### WORK INSTRUCTIONS
Output the lines of the material as a JSON list of strings, one string per line and no blank lines, beginning with the line containing "trace the outline of every instance of the rectangular" and continuing through the line containing "156), (20, 155)]".

:::::

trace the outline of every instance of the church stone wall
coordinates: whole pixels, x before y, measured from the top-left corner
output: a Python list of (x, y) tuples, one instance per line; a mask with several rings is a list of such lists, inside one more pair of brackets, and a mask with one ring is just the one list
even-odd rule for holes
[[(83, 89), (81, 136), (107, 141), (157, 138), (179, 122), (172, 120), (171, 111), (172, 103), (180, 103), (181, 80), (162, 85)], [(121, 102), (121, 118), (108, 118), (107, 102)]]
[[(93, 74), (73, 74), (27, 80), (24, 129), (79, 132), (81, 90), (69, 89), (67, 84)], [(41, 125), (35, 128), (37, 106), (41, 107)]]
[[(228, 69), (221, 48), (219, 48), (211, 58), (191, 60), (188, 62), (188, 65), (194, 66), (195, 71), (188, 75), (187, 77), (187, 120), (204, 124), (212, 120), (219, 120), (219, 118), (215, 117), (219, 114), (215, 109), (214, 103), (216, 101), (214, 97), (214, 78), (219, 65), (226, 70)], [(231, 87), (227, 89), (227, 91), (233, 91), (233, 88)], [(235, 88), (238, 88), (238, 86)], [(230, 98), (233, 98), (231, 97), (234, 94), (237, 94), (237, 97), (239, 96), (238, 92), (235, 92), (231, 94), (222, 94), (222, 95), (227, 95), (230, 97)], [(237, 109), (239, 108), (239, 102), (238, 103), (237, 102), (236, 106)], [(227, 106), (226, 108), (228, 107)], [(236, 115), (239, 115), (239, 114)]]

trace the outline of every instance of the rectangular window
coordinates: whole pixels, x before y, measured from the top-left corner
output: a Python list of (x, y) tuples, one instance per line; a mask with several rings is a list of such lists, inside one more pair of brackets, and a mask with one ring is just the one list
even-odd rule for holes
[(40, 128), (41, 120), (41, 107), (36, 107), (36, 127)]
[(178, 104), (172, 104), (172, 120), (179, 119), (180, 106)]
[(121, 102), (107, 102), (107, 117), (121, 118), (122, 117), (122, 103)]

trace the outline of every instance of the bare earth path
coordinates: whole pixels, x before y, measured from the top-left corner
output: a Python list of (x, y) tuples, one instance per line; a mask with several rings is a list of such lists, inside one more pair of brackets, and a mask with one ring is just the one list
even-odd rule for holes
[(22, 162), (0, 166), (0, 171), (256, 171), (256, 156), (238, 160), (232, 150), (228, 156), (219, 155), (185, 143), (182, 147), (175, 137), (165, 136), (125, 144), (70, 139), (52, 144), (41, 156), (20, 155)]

:::::

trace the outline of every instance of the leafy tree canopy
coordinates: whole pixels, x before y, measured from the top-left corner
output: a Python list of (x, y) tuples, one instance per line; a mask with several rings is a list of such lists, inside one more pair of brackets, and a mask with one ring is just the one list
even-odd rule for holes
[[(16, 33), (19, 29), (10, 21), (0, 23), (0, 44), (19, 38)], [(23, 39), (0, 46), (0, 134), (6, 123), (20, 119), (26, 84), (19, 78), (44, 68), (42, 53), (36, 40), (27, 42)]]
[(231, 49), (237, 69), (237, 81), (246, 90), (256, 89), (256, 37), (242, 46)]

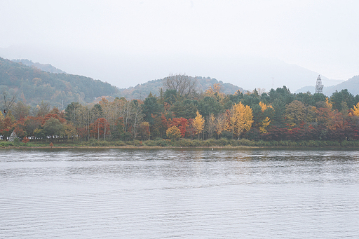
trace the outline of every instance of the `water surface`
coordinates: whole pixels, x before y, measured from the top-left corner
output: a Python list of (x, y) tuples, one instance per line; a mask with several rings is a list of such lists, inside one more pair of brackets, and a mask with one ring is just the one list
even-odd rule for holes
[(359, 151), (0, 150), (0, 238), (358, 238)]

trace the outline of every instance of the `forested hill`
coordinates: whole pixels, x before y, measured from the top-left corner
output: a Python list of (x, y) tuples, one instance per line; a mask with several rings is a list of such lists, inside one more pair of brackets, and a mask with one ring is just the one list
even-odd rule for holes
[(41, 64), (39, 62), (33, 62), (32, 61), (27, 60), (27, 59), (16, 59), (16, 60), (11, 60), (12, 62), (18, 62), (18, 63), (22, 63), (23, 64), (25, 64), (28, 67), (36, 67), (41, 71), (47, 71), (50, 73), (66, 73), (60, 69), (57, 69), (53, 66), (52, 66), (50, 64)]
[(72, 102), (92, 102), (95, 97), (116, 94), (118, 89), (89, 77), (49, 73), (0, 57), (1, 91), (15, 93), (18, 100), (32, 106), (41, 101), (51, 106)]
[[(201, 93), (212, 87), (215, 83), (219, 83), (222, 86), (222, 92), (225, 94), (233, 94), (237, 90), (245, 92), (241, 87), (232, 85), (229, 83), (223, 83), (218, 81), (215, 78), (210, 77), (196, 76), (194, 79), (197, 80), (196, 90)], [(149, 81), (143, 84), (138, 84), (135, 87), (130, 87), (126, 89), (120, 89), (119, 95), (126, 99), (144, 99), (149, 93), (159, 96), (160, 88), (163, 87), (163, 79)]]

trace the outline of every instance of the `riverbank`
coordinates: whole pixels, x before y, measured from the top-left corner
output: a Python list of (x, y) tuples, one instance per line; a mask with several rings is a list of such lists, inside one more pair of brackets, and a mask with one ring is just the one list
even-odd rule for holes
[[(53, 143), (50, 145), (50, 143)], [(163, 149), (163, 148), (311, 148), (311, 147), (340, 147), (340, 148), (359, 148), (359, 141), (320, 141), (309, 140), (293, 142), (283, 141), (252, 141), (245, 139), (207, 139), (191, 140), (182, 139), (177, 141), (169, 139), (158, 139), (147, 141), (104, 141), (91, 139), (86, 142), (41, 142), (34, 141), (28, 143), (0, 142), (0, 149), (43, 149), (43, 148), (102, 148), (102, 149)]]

:::::

### CORRECT ANSWER
[
  "trace the outline of every instance of the rectangular window",
  "coordinates: whole pixels, x before y, measured from the top-left corner",
  "output: a Python list of (x, y) tuples, one instance per line; a mask with several rings is a list of such lists, inside one more pair of brackets, and a mask with one ring is just the one list",
  "even-odd rule for holes",
  "[(40, 128), (41, 120), (41, 107), (36, 107), (36, 127)]",
  "[(178, 104), (172, 104), (172, 120), (179, 119), (180, 106)]",
  "[(121, 102), (107, 102), (107, 117), (121, 118), (122, 117), (122, 103)]",
  "trace the outline of every instance of the bare earth path",
  "coordinates: whole pixels, x before y, measured from the top-left corner",
  "output: a Python list of (x, y) tuples, one instance per line; a mask with several rings is a list of such lists, inside one more pair of brackets, and a mask with one ring is just the one list",
  "even-odd rule for holes",
  "[(22, 162), (0, 166), (0, 171), (256, 171), (256, 156), (238, 160), (232, 150), (228, 156), (219, 155), (185, 143), (182, 147), (175, 137), (165, 136), (125, 144), (70, 139), (52, 144), (41, 156), (20, 155)]"
]